PASSAGE TO READ below:
A recent study indicates that large language models (LLMs) can provide treatment recommendations for early-stage hepatocellular carcinoma (HCC) that align with established clinical guidelines. Conducted by Ji Won Han from The Catholic University of Korea and published in the open-access journal PLOS Medicine, the research highlights the potential and limitations of AI in managing liver cancer.
Choosing the appropriate treatment for liver cancer is inherently complex. While international guidelines exist, clinicians must tailor their approaches based on various factors, including cancer stage, liver function, and the presence of comorbidities. This study aimed to determine if LLMs could generate treatment suggestions that reflect real-world clinical practices.
To explore this, researchers compared the recommendations provided by three LLMs—ChatGPT, Gemini, and Claude—with the actual treatments received by over 13,000 newly diagnosed patients with HCC in South Korea. The findings revealed a substantial alignment between LLM recommendations and treatment decisions for patients with early-stage HCC.
Findings Highlight AI’s Limitations in Advanced Cases
In early-stage patients, higher agreement between AI-generated recommendations and actual treatments correlated with improved survival outcomes. Conversely, in patients diagnosed with advanced-stage HCC, greater alignment was linked to worse survival rates. This suggests that while LLMs may assist in straightforward treatment decisions, their efficacy diminishes in more complex scenarios.
The study noted that LLMs tended to emphasize tumor characteristics, such as size and quantity, while physicians prioritized liver function. This distinction illustrates the nuanced clinical judgment required for advanced cases, where factors beyond tumor metrics are critical in treatment planning.
End of PASSAGE TO READ.
USING THE INFORMATION:
a - Summarize the passage on language models and liver cancer treatment in two sentences.
b - Quote the passage on language models and liver cancer treatment word for word, starting at "Choosing the appropriate" and ending at "with early-stage HCC.".
c - Continue the passage on language models and liver cancer treatment from the point where it stops.
DATA EXTRACTS below:
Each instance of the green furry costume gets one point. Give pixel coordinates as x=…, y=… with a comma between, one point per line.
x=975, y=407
End of DATA EXTRACTS.
DATA EXTRACTS below:
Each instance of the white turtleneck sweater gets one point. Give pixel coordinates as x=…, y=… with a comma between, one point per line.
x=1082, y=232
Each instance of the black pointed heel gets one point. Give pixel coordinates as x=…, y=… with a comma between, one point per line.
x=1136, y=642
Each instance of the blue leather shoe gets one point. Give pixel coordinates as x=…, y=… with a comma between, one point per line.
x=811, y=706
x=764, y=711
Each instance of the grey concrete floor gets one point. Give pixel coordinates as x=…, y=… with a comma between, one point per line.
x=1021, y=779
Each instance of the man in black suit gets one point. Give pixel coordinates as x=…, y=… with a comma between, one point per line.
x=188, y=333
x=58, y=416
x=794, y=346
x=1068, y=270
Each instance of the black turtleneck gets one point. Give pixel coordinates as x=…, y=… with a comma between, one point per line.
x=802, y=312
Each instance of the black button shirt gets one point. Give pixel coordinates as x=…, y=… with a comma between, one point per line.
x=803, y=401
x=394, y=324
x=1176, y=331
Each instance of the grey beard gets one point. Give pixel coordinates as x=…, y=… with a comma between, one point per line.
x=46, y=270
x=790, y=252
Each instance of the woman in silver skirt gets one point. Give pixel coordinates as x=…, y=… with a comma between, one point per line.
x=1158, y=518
End of DATA EXTRACTS.
DATA EXTRACTS below:
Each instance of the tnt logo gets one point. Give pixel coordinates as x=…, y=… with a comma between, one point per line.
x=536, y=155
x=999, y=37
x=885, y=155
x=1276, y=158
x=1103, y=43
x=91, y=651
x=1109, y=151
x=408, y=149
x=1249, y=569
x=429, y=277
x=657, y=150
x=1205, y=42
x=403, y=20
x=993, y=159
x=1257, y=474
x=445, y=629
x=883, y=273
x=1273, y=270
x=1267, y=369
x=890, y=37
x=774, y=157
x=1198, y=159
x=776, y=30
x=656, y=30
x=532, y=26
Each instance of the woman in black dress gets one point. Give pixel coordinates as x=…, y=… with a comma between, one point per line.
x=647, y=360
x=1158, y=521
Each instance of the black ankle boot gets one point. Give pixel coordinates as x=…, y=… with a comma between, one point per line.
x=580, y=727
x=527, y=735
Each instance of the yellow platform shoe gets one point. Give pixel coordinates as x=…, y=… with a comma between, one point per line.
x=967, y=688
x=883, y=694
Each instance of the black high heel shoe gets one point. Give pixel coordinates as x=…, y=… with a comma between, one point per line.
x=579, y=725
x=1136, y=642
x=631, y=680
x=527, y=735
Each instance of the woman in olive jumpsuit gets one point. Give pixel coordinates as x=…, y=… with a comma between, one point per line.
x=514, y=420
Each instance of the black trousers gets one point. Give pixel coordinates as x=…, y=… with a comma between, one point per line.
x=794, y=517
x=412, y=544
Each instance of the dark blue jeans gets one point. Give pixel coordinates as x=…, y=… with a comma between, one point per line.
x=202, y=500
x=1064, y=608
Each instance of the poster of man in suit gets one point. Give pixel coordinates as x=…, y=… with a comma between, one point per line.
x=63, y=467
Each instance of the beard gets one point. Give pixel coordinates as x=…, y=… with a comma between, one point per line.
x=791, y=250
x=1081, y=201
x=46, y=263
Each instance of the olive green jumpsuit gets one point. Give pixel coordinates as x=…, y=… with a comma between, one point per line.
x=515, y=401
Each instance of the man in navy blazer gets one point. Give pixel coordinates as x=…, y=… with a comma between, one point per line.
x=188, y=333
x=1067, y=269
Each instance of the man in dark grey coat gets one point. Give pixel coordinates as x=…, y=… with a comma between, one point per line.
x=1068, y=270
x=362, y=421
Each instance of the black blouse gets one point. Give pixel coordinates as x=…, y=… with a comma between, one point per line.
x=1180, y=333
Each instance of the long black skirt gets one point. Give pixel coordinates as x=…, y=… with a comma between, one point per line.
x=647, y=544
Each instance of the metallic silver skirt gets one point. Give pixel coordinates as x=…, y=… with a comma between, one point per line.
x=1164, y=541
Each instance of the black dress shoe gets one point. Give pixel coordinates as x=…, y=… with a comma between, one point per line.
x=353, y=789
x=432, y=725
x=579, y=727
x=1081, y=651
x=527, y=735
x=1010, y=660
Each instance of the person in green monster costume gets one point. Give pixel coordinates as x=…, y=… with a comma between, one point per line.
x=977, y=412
End of DATA EXTRACTS.
ANSWERS BELOW:
a - A study published in PLOS Medicine compared treatment recommendations from ChatGPT, Gemini, and Claude with the actual treatments received by over 13,000 newly diagnosed hepatocellular carcinoma patients in South Korea and found substantial alignment for early-stage cases. Closer agreement correlated with improved survival in early-stage patients but with worse survival in advanced-stage patients, and the models tended to emphasize tumor characteristics while physicians prioritized liver function.

b -
Choosing the appropriate treatment for liver cancer is inherently complex. While international guidelines exist, clinicians must tailor their approaches based on various factors, including cancer stage, liver function, and the presence of comorbidities. This study aimed to determine if LLMs could generate treatment suggestions that reflect real-world clinical practices.
To explore this, researchers compared the recommendations provided by three LLMs—ChatGPT, Gemini, and Claude—with the actual treatments received by over 13,000 newly diagnosed patients with HCC in South Korea. The findings revealed a substantial alignment between LLM recommendations and treatment decisions for patients with early-stage HCC.

c -
The authors urged caution when considering LLM advice, emphasizing that it should serve as a supplementary tool rather than a replacement for clinical expertise.
“Our study shows that large language models can help support treatment decisions for early-stage liver cancer, but their performance is more limited in advanced disease. This highlights the importance of using LLMs as a complement to, rather than a replacement for, clinical expertise,”
they stated.
As AI technologies continue to develop, understanding their strengths and weaknesses will be crucial in integrating them effectively into healthcare. The findings underscore the potential for AI to aid clinical decision-making but also highlight the importance of human judgment in complex medical cases.
This research presents a vital step in evaluating the clinical utility of LLMs in oncology, paving the way for future studies that could refine their application in real-world settings. The study will be available in the PLOS Medicine journal, set to be published in 2026, further contributing to the discourse on AI’s role in healthcare.